Along with the virtues of courage, ambition, fealty, and largess was that of shame, which may be listed with them or may be considered the basic motivation behind all the others. As David Riesman says of a tradition-directed society, the "sanction for behavior tends to be the fear of being shamed."4

1 Hildebrandslied, v. 35.
2 Rudolf of Ems uses huld to mean favor of lord (Alexander, v. 13,594) and also duty to lord (v. 13,307).
3 The word boese will appear in this meaning in many later passages in this study. Cf. "der boesen (Frauen) lôn ist kleine" and "vil swache lônent boesiu wîp" (Moriz von Craun, vv. 403, 409).
4 Riesman, p. 40.

It is important to note that it is fear of being shamed, not of being ashamed, as it is in our post-Kantian world. In other words, scham was not fear of doing wrong, but fear of being publicly censured. Therefore scham must not be confused with its present-day English cognate shame, which, according to Webster's Collegiate Dictionary, means "a painful emotion excited by a consciousness of guilt, shortcoming, or impropriety." The word scham, a millennium ago, could better have been defined as the extreme discomfit or fear of being thought guilty, inadequate, or inferior by one's peers. In other words, scham was the discomfit or fear of being shamed, not ashamed.

The worst shame that can befall an "other-directed" man, to use another of Riesman's terms, is to be ridiculed by his peers. This is seen in the Chanson de Roland in the vengeance that Ganelon wreaks because Roland has ridiculed him.1 Aristotle had long since observed that ridicule is one of the chief causes of the desire to avenge.2

Laughter has not always connoted joviality: in the Middle Ages it more often expressed scornful superiority or group-solidarity against non-conformity.3 It is no coincidence that the MHG word schimpf (jest, game) has developed into the NHG word Schimpf (affront, insult), since laughter was most often directed at people.

The MHG word laster, which was related to the verb *lahan (to blame), originally meant "reproach", a meaning still found in its modern verbal derivative lästern (to slander or blaspheme). During the course of this study we shall see the semantic development of the word laster from its original meaning of reproach or calumny to its present meaning of vice or moral turpitude, a development almost identical with that of the word turpitude itself. The Teutons strove to avoid not only laster, but also tadel and hôn. Although the modern word Tadel means reproof or reproach, the MHG word tadd is usually translated as defect. This is quite unnecessary, since medieval man drew very little distinction between defect and censure.4 The German expression ohne Furcht und Tadel, like English without fear and without reproach, was based on the French sans peur et sans reproche. Today we would rather think of Bayard as irre­proachable rather than merely as unreproached, but even in the Renaissance the distinction was not generally felt. Germanic warriors feared not only rebuke for cowardice, but also scorn for defeat. Derivatives of the word hôn, especially honir, hontage, honte, and honteus played an important role in the chansons de geste, which express much Germanic spirit with regard to honor and shame.

1 Chanson de Roland, VV. 302-305.
2 Aristotle, Rhetoric, II, 2 (trans. Cooper, p. 97).
3 St. Martin of Braga said, "Odibilem quoque hominem facit risus aut superbus et clarus (loud) aut malignus et furtivus aut alienis malis evocatus" Martin, Formula 4,27).
4 When Wolfram says that a fur-lined coat is free of tadel (Parzival, 228,7), he can mean either. The word is related to Old English tæl, tâl, ridicule, calumny, and tælen, têlan, to declare defective.

########

▶ **Set of tasks**:
1. In the text on medieval shame, what did the MHG word schimpf mean?
2. For each statement below, say yes or no according to the text on medieval shame, and quote the words from it that settle the matter. (a) Scham was the fear of doing wrong. (b) The German expression ohne Furcht und Tadel was based on a French phrase. (c) In the Middle Ages, laughter usually expressed joviality.

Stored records
########

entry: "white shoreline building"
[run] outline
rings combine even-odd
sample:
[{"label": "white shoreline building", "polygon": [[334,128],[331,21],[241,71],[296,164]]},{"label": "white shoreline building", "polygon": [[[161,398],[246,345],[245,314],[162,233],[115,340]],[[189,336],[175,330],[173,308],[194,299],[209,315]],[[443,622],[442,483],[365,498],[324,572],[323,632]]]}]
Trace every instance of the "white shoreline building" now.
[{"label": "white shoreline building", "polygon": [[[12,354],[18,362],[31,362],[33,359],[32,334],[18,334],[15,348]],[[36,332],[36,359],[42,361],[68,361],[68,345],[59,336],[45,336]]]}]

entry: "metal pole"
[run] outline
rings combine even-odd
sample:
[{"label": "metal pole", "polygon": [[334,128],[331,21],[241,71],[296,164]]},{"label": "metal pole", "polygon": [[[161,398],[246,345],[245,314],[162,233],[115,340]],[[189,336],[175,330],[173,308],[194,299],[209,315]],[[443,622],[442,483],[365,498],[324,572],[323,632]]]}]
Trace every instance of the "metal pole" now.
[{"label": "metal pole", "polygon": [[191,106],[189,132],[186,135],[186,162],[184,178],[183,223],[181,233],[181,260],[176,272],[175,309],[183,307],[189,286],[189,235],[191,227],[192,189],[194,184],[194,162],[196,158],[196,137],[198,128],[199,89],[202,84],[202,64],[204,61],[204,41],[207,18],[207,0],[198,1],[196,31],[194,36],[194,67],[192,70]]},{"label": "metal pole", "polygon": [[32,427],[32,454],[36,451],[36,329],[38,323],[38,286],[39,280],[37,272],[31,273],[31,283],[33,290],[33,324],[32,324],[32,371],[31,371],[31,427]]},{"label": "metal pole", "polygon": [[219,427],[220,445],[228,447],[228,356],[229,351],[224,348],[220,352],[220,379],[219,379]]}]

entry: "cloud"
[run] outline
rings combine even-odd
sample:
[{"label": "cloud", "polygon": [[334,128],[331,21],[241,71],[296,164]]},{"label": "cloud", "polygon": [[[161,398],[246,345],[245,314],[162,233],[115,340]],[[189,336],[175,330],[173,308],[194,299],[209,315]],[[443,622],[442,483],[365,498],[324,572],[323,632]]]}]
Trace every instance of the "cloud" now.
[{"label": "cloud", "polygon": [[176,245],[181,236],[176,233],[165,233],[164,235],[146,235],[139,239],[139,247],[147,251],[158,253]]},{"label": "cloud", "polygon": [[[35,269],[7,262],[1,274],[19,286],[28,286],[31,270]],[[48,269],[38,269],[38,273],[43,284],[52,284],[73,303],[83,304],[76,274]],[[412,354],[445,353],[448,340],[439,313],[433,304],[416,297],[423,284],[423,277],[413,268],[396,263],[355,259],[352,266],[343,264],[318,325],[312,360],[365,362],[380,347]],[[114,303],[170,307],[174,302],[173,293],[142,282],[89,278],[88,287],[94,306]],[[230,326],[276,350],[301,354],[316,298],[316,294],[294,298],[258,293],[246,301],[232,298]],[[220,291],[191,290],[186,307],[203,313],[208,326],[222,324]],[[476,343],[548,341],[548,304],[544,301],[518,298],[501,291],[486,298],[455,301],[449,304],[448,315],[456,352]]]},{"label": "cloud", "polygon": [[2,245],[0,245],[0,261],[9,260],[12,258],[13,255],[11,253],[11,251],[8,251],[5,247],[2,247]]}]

########

▶ **Responses by item number**:
1. Jest, game.

2.
(a) No: "scham was not fear of doing wrong, but fear of being publicly censured."
(b) Yes: "was based on the French sans peur et sans reproche."
(c) No: "in the Middle Ages it more often expressed scornful superiority or group-solidarity against non-conformity."